▶ **Exercise inputs**
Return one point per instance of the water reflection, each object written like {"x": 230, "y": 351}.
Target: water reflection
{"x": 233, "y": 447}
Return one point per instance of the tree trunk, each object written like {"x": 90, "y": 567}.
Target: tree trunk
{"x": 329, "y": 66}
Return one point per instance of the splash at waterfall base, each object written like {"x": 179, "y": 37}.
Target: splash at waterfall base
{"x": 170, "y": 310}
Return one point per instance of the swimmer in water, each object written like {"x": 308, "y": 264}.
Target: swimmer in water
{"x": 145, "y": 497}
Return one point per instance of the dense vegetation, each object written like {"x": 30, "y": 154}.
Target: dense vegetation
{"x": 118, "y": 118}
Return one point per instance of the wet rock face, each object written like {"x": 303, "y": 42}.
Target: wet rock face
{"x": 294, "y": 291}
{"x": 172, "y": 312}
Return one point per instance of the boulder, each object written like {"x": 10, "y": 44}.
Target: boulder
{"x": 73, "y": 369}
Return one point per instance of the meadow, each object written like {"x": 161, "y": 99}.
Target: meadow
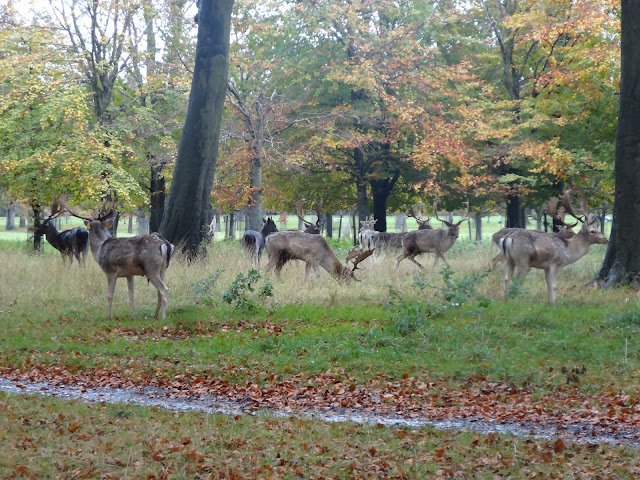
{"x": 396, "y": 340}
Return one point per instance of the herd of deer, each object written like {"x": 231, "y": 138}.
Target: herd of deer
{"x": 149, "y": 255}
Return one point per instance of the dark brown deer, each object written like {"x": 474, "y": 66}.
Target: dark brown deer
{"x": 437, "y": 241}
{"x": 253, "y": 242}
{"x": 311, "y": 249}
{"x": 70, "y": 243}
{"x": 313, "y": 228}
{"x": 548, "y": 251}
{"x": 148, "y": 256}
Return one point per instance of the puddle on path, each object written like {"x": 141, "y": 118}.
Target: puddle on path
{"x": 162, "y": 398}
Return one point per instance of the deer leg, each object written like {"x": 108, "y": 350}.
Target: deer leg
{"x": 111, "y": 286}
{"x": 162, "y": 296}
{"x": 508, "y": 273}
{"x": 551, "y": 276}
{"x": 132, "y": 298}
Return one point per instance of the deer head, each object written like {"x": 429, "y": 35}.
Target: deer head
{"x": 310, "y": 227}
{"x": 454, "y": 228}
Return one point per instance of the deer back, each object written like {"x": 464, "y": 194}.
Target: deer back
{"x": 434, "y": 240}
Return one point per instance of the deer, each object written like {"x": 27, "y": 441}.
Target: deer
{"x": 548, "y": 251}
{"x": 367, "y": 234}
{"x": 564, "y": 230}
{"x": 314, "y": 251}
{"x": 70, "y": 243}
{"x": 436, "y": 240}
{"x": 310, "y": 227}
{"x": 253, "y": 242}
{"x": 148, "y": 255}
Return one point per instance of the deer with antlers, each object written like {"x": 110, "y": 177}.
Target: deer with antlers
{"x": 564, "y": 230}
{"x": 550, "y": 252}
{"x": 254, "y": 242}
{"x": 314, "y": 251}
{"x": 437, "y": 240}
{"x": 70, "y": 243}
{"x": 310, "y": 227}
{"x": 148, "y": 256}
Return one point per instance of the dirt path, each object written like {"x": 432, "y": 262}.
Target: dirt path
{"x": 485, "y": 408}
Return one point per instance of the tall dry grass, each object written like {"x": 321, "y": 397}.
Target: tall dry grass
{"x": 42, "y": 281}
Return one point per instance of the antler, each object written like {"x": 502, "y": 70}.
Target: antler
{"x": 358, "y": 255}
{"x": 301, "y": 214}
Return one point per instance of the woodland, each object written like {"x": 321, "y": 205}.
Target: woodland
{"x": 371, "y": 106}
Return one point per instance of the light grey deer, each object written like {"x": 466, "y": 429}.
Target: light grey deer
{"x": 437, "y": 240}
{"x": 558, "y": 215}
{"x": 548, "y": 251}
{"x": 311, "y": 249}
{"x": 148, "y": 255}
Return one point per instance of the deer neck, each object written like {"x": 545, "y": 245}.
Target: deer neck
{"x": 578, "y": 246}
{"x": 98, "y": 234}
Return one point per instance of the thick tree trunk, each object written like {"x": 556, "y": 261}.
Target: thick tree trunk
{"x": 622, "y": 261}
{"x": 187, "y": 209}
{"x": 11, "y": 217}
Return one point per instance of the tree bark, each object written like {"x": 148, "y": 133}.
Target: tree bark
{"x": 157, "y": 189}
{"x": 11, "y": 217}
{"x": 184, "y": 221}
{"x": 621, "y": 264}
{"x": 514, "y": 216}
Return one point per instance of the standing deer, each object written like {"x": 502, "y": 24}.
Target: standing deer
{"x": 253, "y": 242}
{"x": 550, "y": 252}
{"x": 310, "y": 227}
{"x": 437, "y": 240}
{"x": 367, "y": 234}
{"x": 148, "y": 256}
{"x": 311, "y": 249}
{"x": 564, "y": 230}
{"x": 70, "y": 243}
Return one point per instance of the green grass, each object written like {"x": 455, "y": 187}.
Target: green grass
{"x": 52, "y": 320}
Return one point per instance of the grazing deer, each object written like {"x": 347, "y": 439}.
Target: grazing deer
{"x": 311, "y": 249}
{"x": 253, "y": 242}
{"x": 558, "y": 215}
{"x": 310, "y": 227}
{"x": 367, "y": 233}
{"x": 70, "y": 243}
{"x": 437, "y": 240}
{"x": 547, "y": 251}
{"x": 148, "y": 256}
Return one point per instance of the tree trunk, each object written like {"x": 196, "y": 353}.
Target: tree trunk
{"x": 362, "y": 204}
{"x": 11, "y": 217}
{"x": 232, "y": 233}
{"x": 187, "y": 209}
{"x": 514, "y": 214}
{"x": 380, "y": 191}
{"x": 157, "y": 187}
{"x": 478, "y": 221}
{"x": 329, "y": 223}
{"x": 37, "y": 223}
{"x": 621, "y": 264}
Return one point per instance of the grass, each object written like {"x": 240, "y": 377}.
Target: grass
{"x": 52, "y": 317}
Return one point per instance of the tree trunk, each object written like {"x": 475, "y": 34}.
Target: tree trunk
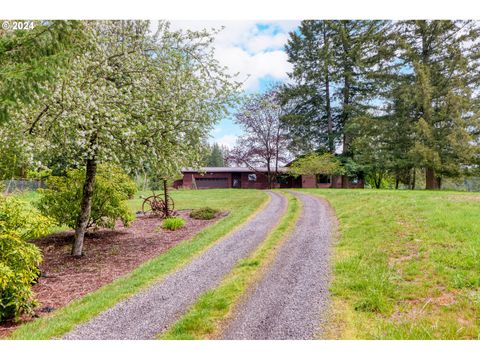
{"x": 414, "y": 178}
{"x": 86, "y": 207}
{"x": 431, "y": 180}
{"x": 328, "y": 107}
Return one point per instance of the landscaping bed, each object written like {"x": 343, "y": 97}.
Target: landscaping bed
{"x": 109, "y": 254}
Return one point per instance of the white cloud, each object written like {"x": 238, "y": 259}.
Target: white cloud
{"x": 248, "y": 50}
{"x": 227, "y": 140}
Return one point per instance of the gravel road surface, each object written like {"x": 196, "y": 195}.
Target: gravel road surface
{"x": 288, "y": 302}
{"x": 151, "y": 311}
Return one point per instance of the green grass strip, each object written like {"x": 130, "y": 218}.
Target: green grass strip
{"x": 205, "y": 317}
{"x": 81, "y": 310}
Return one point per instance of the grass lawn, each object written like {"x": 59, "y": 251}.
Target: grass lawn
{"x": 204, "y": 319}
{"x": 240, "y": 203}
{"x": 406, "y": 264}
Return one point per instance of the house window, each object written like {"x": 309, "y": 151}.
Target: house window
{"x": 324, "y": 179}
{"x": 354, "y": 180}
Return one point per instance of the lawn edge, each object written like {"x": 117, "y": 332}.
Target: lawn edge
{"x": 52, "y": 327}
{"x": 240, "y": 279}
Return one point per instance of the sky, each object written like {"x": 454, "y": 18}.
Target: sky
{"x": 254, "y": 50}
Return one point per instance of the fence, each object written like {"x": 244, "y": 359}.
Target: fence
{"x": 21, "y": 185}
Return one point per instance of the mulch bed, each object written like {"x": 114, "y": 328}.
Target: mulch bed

--

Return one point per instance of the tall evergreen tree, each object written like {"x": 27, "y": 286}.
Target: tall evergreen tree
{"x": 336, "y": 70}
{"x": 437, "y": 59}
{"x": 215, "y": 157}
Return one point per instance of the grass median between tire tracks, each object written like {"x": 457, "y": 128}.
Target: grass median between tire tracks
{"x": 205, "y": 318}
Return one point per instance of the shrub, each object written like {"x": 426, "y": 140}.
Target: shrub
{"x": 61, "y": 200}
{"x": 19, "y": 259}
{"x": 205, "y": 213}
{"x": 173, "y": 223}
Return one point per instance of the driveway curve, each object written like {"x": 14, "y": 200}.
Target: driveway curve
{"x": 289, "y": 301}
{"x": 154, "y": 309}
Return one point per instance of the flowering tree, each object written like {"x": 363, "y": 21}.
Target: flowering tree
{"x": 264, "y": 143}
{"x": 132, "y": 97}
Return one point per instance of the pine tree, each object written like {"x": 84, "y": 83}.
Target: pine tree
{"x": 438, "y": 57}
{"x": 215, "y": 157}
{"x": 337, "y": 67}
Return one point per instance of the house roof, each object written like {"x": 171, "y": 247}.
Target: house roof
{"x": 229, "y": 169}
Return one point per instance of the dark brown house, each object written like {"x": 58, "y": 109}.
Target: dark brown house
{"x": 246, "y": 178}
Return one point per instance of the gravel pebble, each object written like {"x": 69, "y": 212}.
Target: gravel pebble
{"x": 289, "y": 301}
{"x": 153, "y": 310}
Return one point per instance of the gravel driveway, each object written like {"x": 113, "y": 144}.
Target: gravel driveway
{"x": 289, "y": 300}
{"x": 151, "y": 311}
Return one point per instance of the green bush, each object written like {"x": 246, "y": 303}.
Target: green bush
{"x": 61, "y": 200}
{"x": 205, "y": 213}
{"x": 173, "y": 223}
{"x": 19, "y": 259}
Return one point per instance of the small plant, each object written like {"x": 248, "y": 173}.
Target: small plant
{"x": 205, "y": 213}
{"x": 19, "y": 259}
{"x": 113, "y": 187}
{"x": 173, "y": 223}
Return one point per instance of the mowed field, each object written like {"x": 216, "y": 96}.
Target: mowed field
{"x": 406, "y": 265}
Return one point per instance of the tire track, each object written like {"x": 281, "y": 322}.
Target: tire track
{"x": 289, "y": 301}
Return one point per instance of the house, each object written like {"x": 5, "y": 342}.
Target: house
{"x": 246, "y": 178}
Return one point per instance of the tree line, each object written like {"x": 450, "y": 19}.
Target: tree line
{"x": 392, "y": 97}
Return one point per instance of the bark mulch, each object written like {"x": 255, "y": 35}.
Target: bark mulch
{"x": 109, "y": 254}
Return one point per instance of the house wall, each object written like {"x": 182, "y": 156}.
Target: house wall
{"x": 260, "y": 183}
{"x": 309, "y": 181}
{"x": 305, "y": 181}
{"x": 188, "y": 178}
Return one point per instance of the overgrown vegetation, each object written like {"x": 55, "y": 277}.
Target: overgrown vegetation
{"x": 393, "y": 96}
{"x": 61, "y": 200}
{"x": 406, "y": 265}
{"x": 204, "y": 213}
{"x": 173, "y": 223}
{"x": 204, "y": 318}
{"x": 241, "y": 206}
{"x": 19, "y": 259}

...

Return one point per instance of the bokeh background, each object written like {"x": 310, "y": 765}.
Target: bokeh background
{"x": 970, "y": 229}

▶ **What to do**
Word for word, restate the lines of the listing above starting at the line with "Return one point per instance of the deer, each" and ending at the line with "Return one point per instance of the deer with", and nothing outside them.

▶ **Reply to the task**
Return one point per instance of the deer, each object written like {"x": 27, "y": 441}.
Target: deer
{"x": 548, "y": 251}
{"x": 367, "y": 234}
{"x": 564, "y": 230}
{"x": 314, "y": 251}
{"x": 70, "y": 243}
{"x": 436, "y": 240}
{"x": 310, "y": 227}
{"x": 253, "y": 242}
{"x": 148, "y": 255}
Return one point per instance of the deer with antlers, each object written like {"x": 110, "y": 177}.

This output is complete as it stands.